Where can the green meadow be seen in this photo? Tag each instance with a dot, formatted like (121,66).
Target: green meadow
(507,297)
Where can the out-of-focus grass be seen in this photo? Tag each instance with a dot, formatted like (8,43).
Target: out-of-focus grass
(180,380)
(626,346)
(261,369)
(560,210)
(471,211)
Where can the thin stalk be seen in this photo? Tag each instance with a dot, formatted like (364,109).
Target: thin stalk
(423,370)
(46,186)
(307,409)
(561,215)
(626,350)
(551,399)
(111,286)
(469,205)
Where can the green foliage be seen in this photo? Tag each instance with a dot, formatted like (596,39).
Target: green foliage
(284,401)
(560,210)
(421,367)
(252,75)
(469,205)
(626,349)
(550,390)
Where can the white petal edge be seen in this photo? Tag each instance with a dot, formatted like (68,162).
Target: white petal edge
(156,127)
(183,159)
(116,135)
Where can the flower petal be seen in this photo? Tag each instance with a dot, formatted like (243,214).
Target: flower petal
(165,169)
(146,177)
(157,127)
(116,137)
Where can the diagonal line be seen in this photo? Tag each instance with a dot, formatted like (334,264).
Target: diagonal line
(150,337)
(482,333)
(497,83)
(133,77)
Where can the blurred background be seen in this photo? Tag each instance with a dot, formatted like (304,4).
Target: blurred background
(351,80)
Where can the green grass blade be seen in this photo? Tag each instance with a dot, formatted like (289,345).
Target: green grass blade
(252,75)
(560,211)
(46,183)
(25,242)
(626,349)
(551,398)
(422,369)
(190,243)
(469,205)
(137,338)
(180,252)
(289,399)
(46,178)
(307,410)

==*==

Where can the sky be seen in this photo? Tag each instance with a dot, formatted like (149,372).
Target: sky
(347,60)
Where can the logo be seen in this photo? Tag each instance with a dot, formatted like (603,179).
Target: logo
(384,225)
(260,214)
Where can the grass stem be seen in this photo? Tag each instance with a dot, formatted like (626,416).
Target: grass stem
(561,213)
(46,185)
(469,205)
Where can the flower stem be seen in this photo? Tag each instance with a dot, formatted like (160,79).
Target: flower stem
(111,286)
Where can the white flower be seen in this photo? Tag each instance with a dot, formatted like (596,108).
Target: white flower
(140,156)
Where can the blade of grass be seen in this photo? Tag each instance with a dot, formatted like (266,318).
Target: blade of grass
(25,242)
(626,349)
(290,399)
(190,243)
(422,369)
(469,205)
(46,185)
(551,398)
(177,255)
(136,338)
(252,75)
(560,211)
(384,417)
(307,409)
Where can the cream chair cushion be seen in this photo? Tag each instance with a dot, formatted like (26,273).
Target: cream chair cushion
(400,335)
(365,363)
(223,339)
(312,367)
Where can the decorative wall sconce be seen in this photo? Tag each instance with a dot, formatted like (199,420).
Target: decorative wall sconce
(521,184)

==*==

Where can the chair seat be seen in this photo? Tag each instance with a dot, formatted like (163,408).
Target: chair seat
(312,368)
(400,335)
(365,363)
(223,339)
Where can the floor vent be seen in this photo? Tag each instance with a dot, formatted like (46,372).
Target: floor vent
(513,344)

==*==

Which lines of the material above contain the string "petal"? Copy out each such line in full, with uppercase and lowercase counted as different.

Where can the white petal edge be seen in this photo? Tag each instance with a dot, formatted like (68,162).
Target: white petal edge
Where can the flower petal be seen in this photo? Tag each instance with a dot, formatted like (243,214).
Target: flower petal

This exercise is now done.